# Problem to work on:
Output everything in the entries below, from the line containing "Where is the girl?" down through the end of the entries, as a numbered list with blank lines omitted.

# Working data:
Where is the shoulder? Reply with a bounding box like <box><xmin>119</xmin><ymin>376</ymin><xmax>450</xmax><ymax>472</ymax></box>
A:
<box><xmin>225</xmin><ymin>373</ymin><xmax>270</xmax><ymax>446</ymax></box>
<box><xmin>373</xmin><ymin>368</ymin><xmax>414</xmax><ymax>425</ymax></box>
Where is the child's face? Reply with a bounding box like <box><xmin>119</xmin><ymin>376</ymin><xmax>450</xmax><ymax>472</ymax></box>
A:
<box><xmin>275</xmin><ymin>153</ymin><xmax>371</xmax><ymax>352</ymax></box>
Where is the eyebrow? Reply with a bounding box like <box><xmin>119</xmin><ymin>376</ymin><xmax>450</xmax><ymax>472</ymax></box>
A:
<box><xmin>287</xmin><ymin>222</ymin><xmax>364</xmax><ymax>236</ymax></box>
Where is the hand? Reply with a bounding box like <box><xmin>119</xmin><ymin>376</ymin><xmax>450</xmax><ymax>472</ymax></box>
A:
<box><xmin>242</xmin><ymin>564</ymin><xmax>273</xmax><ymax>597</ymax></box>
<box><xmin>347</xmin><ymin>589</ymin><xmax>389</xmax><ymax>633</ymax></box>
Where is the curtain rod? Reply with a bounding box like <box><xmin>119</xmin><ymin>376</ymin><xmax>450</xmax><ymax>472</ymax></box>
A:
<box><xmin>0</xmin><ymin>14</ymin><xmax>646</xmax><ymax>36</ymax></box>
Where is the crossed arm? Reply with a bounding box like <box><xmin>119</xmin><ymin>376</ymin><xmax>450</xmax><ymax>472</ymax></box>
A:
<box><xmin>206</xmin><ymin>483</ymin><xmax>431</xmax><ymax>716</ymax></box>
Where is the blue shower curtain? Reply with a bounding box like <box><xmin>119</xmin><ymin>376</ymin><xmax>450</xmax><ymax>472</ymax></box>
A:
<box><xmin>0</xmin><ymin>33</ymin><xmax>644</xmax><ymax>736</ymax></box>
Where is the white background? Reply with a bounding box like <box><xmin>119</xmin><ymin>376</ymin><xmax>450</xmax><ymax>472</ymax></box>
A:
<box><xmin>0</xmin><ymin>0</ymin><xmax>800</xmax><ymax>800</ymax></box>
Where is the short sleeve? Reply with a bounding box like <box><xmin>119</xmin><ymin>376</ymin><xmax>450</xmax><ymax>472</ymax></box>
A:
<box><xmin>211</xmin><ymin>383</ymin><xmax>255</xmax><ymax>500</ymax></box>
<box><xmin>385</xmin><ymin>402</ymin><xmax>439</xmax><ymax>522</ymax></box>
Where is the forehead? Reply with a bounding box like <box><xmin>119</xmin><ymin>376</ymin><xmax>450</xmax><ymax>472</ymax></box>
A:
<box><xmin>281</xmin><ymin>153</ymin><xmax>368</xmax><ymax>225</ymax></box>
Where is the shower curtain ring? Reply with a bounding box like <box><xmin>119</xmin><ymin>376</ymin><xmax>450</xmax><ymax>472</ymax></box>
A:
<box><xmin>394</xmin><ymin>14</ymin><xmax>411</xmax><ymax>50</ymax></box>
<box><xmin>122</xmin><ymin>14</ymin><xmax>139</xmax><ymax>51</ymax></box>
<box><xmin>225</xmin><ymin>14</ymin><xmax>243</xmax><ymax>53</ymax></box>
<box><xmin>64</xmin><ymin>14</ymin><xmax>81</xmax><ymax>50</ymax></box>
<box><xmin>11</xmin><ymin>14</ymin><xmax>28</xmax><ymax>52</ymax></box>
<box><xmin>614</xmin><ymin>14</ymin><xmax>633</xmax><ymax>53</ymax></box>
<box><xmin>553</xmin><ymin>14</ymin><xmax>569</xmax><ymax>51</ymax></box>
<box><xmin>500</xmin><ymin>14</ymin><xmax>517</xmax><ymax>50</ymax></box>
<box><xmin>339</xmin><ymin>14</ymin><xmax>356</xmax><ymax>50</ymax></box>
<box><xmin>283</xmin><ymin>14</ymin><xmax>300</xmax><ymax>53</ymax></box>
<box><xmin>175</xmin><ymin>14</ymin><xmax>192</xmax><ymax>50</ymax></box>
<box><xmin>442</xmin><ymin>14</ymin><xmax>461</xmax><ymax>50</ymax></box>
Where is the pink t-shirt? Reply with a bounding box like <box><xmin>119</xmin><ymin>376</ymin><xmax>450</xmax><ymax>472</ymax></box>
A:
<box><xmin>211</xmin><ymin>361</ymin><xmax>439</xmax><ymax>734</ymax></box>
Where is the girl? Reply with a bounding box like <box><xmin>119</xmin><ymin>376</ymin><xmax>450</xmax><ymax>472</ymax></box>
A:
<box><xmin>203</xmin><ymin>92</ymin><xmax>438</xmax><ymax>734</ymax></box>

# Answer:
1. Where is the girl? Reply with a bounding box like <box><xmin>119</xmin><ymin>376</ymin><xmax>450</xmax><ymax>472</ymax></box>
2. A:
3. <box><xmin>203</xmin><ymin>92</ymin><xmax>438</xmax><ymax>734</ymax></box>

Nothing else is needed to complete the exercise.